# ASSIGNED TASK A:
Write out the text on V(D)J sequencing between "Vidjil is an" and "(2003) primer sets.", inclusive.
# ASSIGNED TASK B:
What are all the section headings in the text on V(D)J sequencing?

# PAGE EXTRACT:
Capture and other strategies

Several library preparations on DNA or RNA can be done with limited or no amplification: whole-genome or whole-transcriptome sequencing, capture, 5'RACE... Probes can possibly be designed in every V, D, or J gene, in the constant region, and/or consensus probes can be used. These methods can also be applied on single-cell sequencing, possibly with UMI identifiers.

One advantage of such libraries is that they can be combined to other studies, as for example with transcriptome analysis or probes targeting oncogenes or other sequences of interest. Of course, the downside is that non-recombined DNA or RNA are also sequenced: Depending on the method and the datasets, as few as between 0.001% and 0.1% reads will have an actual V(D)J recombination. With datasets with billions of reads, this is usally enough to detect dominant clones with something like a few hundred reads, but quantification is more limited.

Read length

When the read length is too short and the reads do not span the CDR3 and a few more nucleotides, some V(D)J recombinations may not be properly detected or designated.

As a rule of thumb, 100 bp centered around the CDR3 is usually enough to correctly identify most of the recombinations -- and many sequencing approaches today allow to have 300bp, 500bp or even much longer reads. However, even as few as 50 bp well-centered on the CDR3 usually detect many recombinations. The key point, depending on the library preparation, is thus what position the CDR3 is actually in the read.

Anyway, with short reads, the identified recombinations may be skewed towards shorter sequences, such as: - more VJ than VDJ recombinations - shorter N and more deleted V, J and possibly D genes Those biases could occur inside one locus but also favor loci/systems with shorter recombinations

Analyzed human immune recombinations in Vidjil

Vidjil is an open-source platform for the analysis of high-throughput sequencing data from lymphocytes. It was designed to analyze all the common V(D)J recombinations, even the incomplete/special recombinations occuring during the hematopoeisis. In particular, Vidjil analyzes all the human recombinations targeted by the EuroClonality-NGS (2019) and the EuroClonality/BIOMED-2 (2003) primer sets.

# DATASET EXCERPTS:
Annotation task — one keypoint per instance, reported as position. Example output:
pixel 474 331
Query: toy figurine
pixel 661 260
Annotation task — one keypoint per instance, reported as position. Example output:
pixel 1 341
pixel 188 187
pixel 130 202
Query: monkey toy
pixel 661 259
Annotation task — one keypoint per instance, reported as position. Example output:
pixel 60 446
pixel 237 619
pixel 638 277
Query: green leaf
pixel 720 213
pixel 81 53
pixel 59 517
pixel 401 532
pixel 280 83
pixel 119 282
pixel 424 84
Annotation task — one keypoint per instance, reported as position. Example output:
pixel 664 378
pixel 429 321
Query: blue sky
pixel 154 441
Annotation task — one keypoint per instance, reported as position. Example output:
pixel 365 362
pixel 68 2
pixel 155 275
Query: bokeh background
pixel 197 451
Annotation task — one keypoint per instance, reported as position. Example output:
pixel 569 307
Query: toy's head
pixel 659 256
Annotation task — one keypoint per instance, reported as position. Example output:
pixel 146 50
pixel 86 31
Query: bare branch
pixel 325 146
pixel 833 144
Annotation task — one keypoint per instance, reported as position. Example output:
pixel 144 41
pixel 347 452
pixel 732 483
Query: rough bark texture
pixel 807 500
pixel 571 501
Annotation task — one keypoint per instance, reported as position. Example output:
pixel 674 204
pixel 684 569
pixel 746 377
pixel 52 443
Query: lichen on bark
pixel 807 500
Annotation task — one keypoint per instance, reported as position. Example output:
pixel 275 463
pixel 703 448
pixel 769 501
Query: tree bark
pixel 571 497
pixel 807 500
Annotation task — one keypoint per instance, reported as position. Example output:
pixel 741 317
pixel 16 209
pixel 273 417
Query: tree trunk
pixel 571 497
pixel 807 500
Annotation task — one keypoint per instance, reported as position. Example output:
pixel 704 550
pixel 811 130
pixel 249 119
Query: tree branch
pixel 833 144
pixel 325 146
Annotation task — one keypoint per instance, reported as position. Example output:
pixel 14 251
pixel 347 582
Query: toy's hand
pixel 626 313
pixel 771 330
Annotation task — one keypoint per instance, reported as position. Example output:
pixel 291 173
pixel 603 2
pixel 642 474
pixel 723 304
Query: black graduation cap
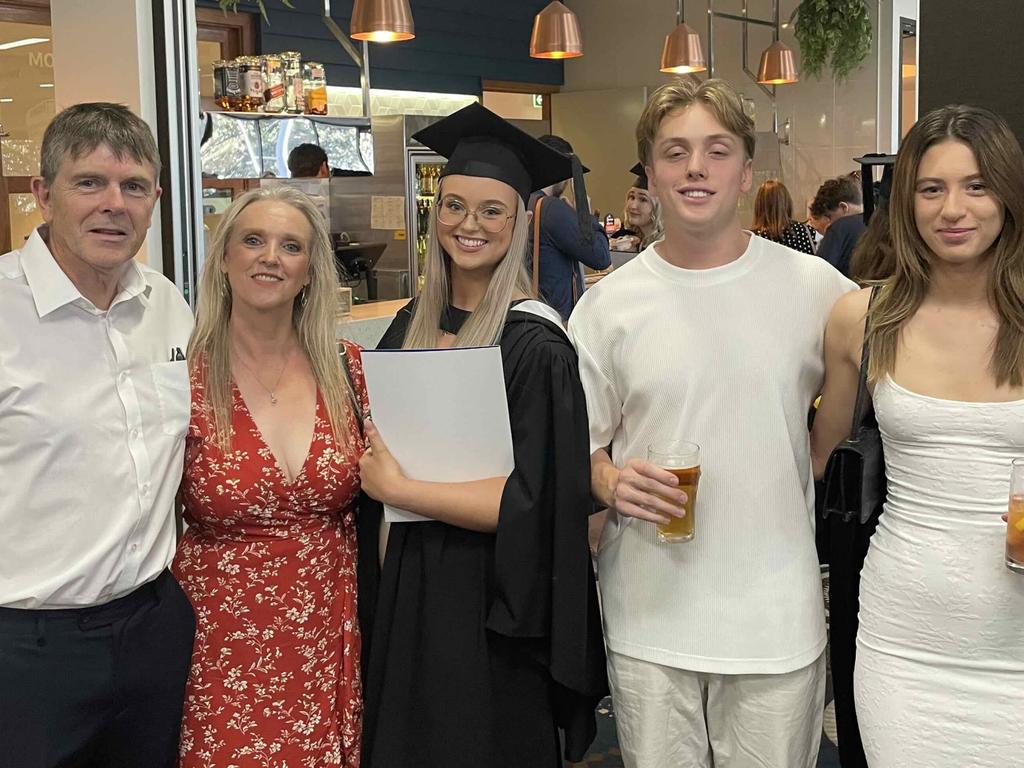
pixel 641 176
pixel 477 142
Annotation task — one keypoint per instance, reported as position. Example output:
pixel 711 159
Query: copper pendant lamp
pixel 382 20
pixel 682 52
pixel 556 34
pixel 777 66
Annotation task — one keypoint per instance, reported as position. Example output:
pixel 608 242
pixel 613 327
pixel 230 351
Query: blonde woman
pixel 941 620
pixel 773 218
pixel 271 474
pixel 486 638
pixel 641 218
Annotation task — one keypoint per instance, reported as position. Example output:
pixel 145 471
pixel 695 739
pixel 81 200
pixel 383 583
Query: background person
pixel 773 218
pixel 308 161
pixel 841 201
pixel 569 239
pixel 641 218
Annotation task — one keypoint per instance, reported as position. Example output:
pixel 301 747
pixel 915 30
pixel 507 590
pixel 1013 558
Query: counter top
pixel 376 309
pixel 368 323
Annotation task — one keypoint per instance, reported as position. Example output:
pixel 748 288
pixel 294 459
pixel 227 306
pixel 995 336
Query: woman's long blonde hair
pixel 484 324
pixel 655 230
pixel 1001 164
pixel 312 316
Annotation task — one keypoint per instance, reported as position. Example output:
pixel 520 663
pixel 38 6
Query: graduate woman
pixel 485 634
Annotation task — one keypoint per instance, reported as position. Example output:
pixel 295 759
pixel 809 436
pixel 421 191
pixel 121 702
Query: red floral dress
pixel 269 566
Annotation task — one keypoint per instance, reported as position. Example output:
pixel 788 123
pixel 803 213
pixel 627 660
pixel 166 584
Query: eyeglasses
pixel 492 217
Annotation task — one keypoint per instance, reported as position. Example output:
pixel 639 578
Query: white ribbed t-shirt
pixel 730 358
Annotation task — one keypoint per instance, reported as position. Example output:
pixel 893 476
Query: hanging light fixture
pixel 777 66
pixel 556 34
pixel 682 52
pixel 382 20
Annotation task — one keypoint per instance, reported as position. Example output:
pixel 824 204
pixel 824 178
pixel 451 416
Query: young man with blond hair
pixel 712 336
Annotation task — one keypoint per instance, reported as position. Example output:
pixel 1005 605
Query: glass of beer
pixel 1015 518
pixel 683 460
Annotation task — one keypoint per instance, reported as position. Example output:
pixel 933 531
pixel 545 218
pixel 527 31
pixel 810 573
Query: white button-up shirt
pixel 94 407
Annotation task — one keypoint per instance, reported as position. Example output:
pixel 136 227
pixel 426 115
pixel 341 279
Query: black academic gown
pixel 483 645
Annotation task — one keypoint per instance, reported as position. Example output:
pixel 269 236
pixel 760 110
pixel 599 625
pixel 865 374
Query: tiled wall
pixel 830 123
pixel 344 101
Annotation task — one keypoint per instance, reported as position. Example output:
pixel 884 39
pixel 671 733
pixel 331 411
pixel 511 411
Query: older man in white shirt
pixel 95 635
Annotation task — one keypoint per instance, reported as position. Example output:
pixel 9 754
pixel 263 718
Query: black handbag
pixel 855 475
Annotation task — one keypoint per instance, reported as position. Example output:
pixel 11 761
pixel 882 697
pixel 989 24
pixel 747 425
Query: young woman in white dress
pixel 940 648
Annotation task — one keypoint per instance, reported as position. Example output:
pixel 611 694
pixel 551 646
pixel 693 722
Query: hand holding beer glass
pixel 1015 518
pixel 683 460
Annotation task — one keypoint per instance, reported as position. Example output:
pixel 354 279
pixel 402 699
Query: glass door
pixel 26 109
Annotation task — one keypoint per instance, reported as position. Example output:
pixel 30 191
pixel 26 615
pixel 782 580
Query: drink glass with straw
pixel 1015 518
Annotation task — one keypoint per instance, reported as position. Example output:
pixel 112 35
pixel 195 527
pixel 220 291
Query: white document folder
pixel 442 414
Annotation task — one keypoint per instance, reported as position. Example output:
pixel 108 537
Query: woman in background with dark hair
pixel 939 676
pixel 773 218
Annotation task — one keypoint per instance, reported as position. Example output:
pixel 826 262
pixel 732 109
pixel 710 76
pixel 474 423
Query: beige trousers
pixel 670 718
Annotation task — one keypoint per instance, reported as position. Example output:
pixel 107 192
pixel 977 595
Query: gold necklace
pixel 271 392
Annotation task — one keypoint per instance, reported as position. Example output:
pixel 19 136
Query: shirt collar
pixel 51 289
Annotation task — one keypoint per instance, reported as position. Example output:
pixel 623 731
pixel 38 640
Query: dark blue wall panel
pixel 458 44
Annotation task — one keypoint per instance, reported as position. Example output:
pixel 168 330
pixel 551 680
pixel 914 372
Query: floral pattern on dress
pixel 269 566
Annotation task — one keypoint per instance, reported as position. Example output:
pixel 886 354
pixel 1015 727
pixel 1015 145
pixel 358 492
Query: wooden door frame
pixel 236 32
pixel 505 86
pixel 17 11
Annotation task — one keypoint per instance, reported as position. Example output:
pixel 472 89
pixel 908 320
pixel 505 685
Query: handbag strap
pixel 537 245
pixel 858 411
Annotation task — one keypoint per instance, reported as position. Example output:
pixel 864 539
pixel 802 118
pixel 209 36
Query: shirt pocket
pixel 174 395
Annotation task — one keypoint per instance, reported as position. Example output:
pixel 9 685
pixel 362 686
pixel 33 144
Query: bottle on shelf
pixel 226 85
pixel 251 77
pixel 294 100
pixel 273 83
pixel 314 88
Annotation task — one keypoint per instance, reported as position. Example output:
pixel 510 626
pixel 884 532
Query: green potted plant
pixel 833 32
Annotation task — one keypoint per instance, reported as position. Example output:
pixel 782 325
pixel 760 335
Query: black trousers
pixel 847 546
pixel 96 687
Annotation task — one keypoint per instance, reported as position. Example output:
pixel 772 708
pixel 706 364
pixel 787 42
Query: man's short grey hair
pixel 80 129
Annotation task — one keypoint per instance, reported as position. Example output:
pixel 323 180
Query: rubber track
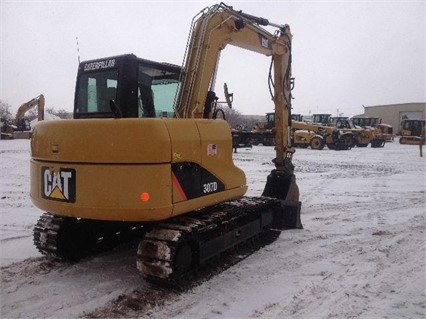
pixel 157 252
pixel 69 238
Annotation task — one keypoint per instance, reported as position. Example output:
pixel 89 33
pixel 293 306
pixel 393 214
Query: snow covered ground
pixel 361 253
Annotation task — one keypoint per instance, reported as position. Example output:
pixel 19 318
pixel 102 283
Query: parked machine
pixel 122 168
pixel 317 136
pixel 412 131
pixel 362 136
pixel 383 130
pixel 20 127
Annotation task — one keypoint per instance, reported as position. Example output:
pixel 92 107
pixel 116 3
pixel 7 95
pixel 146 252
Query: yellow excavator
pixel 144 156
pixel 20 128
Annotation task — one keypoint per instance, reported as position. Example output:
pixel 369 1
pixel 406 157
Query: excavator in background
pixel 20 128
pixel 136 161
pixel 412 132
pixel 303 134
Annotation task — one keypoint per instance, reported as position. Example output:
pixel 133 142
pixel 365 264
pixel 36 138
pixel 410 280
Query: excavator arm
pixel 212 30
pixel 24 108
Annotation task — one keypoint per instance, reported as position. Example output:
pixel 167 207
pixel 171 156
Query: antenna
pixel 78 50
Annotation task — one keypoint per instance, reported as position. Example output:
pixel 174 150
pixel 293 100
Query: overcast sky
pixel 346 54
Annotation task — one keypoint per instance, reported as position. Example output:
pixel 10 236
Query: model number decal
pixel 209 187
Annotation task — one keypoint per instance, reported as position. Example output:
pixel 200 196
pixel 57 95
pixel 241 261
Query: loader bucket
pixel 282 185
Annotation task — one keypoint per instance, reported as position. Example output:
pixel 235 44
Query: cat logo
pixel 58 185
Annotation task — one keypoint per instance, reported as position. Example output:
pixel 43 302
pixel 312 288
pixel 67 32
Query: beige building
pixel 393 113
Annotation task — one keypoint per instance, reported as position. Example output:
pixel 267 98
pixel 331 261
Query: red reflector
pixel 144 197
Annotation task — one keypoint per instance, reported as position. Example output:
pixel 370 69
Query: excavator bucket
pixel 282 185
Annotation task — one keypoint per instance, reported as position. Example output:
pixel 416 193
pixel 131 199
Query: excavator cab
pixel 125 86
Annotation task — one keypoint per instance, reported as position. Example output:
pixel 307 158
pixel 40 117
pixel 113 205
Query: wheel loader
pixel 412 132
pixel 144 157
pixel 317 136
pixel 362 136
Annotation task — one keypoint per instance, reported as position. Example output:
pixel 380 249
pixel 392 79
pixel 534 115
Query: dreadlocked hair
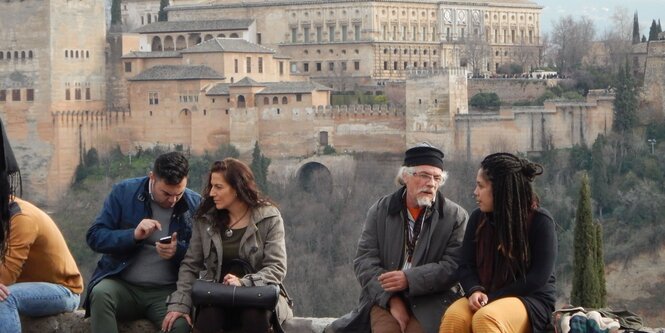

# ANSWER A:
Vidjil is an open-source platform for the analysis of high-throughput sequencing data from lymphocytes. It was designed to analyze all the common V(D)J recombinations, even the incomplete/special recombinations occuring during the hematopoeisis. In particular, Vidjil analyzes all the human recombinations targeted by the EuroClonality-NGS (2019) and the EuroClonality/BIOMED-2 (2003) primer sets.

# ANSWER B:
- Capture and other strategies
- Read length
- Analyzed human immune recombinations in Vidjil